What the exercise asks
Each line below should be quoted exactly, please.

········

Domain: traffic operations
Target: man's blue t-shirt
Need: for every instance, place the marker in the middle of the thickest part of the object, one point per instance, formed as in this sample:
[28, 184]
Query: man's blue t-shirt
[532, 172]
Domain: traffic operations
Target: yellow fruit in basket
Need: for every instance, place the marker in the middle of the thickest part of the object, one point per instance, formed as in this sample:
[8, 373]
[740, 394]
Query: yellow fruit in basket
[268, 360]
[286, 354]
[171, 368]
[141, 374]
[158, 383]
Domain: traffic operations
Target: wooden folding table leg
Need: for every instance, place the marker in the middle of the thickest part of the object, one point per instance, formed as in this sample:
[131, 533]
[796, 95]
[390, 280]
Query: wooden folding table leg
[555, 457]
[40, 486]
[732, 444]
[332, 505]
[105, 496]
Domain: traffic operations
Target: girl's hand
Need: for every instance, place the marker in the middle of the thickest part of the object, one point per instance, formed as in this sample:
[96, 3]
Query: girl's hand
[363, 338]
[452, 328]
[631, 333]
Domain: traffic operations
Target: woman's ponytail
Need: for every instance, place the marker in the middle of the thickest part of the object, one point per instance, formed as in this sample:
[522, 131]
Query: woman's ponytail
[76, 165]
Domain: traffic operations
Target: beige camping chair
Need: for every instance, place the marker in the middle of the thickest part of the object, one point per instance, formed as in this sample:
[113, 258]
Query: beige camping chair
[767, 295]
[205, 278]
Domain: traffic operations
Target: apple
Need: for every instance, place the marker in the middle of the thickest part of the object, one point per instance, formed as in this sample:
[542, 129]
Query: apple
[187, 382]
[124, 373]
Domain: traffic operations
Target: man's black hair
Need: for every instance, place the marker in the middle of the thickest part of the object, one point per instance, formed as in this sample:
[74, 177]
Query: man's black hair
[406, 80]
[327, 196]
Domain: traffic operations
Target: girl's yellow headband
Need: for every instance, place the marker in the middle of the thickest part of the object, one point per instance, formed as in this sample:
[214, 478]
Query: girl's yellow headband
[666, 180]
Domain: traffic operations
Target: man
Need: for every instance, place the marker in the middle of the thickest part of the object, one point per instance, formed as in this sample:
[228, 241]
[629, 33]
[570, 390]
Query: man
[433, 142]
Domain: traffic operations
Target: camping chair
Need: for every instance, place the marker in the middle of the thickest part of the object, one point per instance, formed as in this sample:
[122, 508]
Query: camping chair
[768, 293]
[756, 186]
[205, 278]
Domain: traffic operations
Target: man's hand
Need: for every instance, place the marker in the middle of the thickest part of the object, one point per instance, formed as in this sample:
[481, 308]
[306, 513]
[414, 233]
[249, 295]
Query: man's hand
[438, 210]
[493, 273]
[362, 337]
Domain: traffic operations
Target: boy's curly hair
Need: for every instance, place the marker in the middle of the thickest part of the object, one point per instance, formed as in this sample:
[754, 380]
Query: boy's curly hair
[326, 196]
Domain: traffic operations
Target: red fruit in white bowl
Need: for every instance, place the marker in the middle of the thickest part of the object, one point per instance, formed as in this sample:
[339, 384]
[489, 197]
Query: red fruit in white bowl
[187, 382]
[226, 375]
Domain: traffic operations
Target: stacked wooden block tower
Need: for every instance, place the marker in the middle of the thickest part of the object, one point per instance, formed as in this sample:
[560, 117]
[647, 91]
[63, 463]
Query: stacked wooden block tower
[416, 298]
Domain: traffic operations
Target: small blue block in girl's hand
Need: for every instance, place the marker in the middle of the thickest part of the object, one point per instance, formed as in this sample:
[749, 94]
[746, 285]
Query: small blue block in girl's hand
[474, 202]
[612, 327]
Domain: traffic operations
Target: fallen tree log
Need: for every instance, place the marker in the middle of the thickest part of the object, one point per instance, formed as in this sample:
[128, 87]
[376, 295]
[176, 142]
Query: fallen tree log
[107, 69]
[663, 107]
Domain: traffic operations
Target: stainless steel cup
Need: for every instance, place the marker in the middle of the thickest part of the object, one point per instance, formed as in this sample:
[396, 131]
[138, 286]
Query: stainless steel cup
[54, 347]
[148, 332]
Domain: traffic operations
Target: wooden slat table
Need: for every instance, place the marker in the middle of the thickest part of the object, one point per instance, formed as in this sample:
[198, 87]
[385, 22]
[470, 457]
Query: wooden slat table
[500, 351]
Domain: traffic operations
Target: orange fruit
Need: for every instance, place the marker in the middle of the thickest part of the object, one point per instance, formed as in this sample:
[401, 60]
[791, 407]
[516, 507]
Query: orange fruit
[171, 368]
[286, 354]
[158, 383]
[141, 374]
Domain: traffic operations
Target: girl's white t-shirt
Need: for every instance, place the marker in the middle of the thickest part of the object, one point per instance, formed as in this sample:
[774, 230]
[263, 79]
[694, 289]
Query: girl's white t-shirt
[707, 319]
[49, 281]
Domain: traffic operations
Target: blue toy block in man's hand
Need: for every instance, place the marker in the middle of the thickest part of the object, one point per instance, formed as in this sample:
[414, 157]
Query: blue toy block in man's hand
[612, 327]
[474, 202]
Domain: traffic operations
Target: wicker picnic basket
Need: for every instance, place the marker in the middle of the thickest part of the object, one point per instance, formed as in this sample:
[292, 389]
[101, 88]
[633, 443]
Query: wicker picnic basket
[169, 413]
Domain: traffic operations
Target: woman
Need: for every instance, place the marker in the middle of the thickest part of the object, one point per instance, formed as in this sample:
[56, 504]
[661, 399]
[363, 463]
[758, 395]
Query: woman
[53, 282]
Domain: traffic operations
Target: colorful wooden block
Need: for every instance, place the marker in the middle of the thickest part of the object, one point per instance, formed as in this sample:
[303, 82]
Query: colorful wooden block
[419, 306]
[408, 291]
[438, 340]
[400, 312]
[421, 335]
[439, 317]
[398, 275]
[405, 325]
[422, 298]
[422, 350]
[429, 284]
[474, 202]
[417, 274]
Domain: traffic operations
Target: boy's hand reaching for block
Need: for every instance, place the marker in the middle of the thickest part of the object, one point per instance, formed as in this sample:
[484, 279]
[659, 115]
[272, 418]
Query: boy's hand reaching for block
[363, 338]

········

Answer for this exercise
Domain: traffic operations
Target: man's blue t-shirt
Need: for every instance, place the marker in the middle of the thickest part of the object, one point per instance, formed as in this sample:
[28, 184]
Query: man's blue t-shirt
[532, 172]
Domain: traffic operations
Target: yellow fruit in basket
Need: for every instance, place the marker in the middle of the thickest part of the object, one point per instance, formed as in this sample:
[8, 373]
[740, 394]
Query: yellow fruit in basket
[268, 360]
[286, 354]
[171, 368]
[141, 374]
[158, 383]
Domain: traffic operations
Target: wooden folding table leg
Need: for every instance, place the marker in the middle of the thickest part of the object, one point per instance, formed as in this sample:
[131, 533]
[796, 95]
[390, 280]
Query: wooden folding table leg
[555, 457]
[40, 486]
[732, 444]
[332, 505]
[105, 496]
Domain: traffic operations
Target: girl's hand
Need: for every instance, place the marker in the middle of the thickest part of the object, one point per instance, formed as in this sample:
[96, 3]
Query: girl's hand
[363, 338]
[452, 328]
[631, 333]
Domain: traffic operations
Target: woman's ponytail
Need: for every instance, place the marker in the middle of the thickest part of the object, one point per instance, formed as in this sample:
[522, 131]
Query: woman's ponytail
[76, 165]
Domain: traffic operations
Target: beige camping chair
Need: for every instance, place the marker in the middle of the thickest part of the object, one point per instance, formed as in this sample:
[113, 258]
Query: beige camping chair
[767, 295]
[205, 278]
Domain: traffic operations
Target: apple
Need: for every instance, place the marker in the middle of the thickest part of the object, one point per instance, formed as in this sample:
[542, 129]
Query: apple
[187, 382]
[124, 373]
Domain: traffic operations
Target: man's black hair
Need: for every instance, place the marker in the middle of the thickest part of the object, one point per instance, formed as in this sample:
[74, 177]
Query: man's black hair
[406, 80]
[327, 196]
Domain: traffic operations
Target: girl's yellow headband
Need: for every instance, place the marker in the middle of the thickest part of the object, one point per instance, formed as in this sample:
[214, 478]
Query: girl's yellow headband
[666, 180]
Domain: traffic operations
Target: man
Need: for every instance, place the marker in the middle of the thickest part of the object, one point per instance, formed as in this sample:
[228, 241]
[629, 33]
[570, 390]
Query: man
[433, 142]
Domain: traffic operations
Target: camping chair
Need: for every instance, place the marker in the middle of the thickest part of the object, one point per instance, formed as in this sample:
[122, 508]
Query: camping chair
[768, 293]
[756, 186]
[205, 278]
Domain: traffic operations
Target: man's hand
Need: for every instance, place the marker in the middle of the thickest part of the object, one point per instance, formed as in this sample:
[481, 308]
[306, 513]
[414, 233]
[249, 295]
Query: man's hand
[438, 210]
[493, 273]
[362, 337]
Domain: traffic operations
Target: boy's curly hair
Need: for every instance, place the marker in the middle of the thickest part of the object, one point per instance, formed as in this sample:
[754, 380]
Query: boy's curly hair
[326, 196]
Domain: traffic operations
Target: red fruit in white bowl
Need: for every instance, place the marker in the middle of the thickest part of the object, one point per instance, formed as in this sample:
[339, 384]
[489, 197]
Query: red fruit in white bowl
[187, 382]
[226, 375]
Domain: traffic operations
Target: stacked wooden block tower
Need: for every instance, place the marker in the middle of the thickest part of the object, one point per instance, formed as in this sample:
[560, 117]
[647, 91]
[63, 463]
Query: stacked wooden block tower
[416, 298]
Domain: traffic operations
Target: small blue block in girl's hand
Need: for every instance, place the marker in the middle of the thickest part of the object, one point per instance, formed as in this sample:
[749, 94]
[746, 285]
Query: small blue block in girl's hand
[474, 202]
[612, 327]
Domain: traffic operations
Target: fallen tree log
Need: for every instance, place the marker in the middle of the thickest part of the object, one point per instance, formed as in this sample:
[128, 87]
[376, 295]
[176, 142]
Query: fallen tree log
[107, 69]
[663, 107]
Domain: traffic operations
Target: stainless steel cup
Need: for every instance, place the marker in the middle of the thickest part of the object, one point per instance, formed as in this sample:
[396, 131]
[138, 286]
Query: stainless steel cup
[54, 347]
[148, 332]
Domain: traffic operations
Target: wooden slat table
Need: for every instance, place the marker in the middle of the thickest part of the object, one point per instance, formed as in this sample:
[198, 87]
[385, 22]
[470, 457]
Query: wooden slat table
[500, 351]
Domain: traffic operations
Target: orange fruit
Need: for every instance, place the marker in the middle of the thickest part of the object, one point per instance, formed as in this sample:
[401, 60]
[791, 407]
[516, 507]
Query: orange fruit
[171, 368]
[286, 354]
[158, 383]
[141, 374]
Domain: traffic operations
Target: girl's white t-shirt
Need: for every instance, place the marker in the middle of the thickest part of the object, one point per instance, formed as in this sample:
[774, 230]
[263, 79]
[694, 289]
Query: girl's white t-shirt
[707, 319]
[49, 281]
Domain: traffic operations
Target: blue toy block in man's hand
Need: for every instance, place the marker in the middle of the thickest part of the object, one point per instance, formed as in this sample:
[414, 157]
Query: blue toy block in man's hand
[612, 327]
[474, 202]
Domain: traffic operations
Target: wicker picnic basket
Need: for every instance, place the marker in the middle of the thickest part of the object, one point per instance, formed as in this sample:
[292, 389]
[101, 88]
[633, 443]
Query: wicker picnic basket
[169, 413]
Domain: traffic operations
Target: woman
Need: for every instance, place the marker in the middle of the thickest part of the object, one point per instance, formed as in this sample:
[56, 504]
[661, 399]
[363, 463]
[758, 395]
Query: woman
[53, 282]
Domain: traffic operations
Target: colorful wooden block
Need: for every instance, place the marker in the middle of the thickest part of the object, one point per instance, formed as in this sample:
[303, 82]
Query: colorful wooden block
[419, 306]
[408, 291]
[438, 340]
[400, 312]
[421, 335]
[439, 317]
[398, 275]
[405, 325]
[422, 298]
[422, 350]
[429, 284]
[474, 202]
[417, 274]
Domain: traffic operations
Target: boy's hand reaching for block
Need: for every instance, place the marker in the middle of the thickest part of the object, one point per instance, formed as in this sample:
[484, 279]
[659, 115]
[272, 418]
Query: boy's hand reaching for block
[363, 338]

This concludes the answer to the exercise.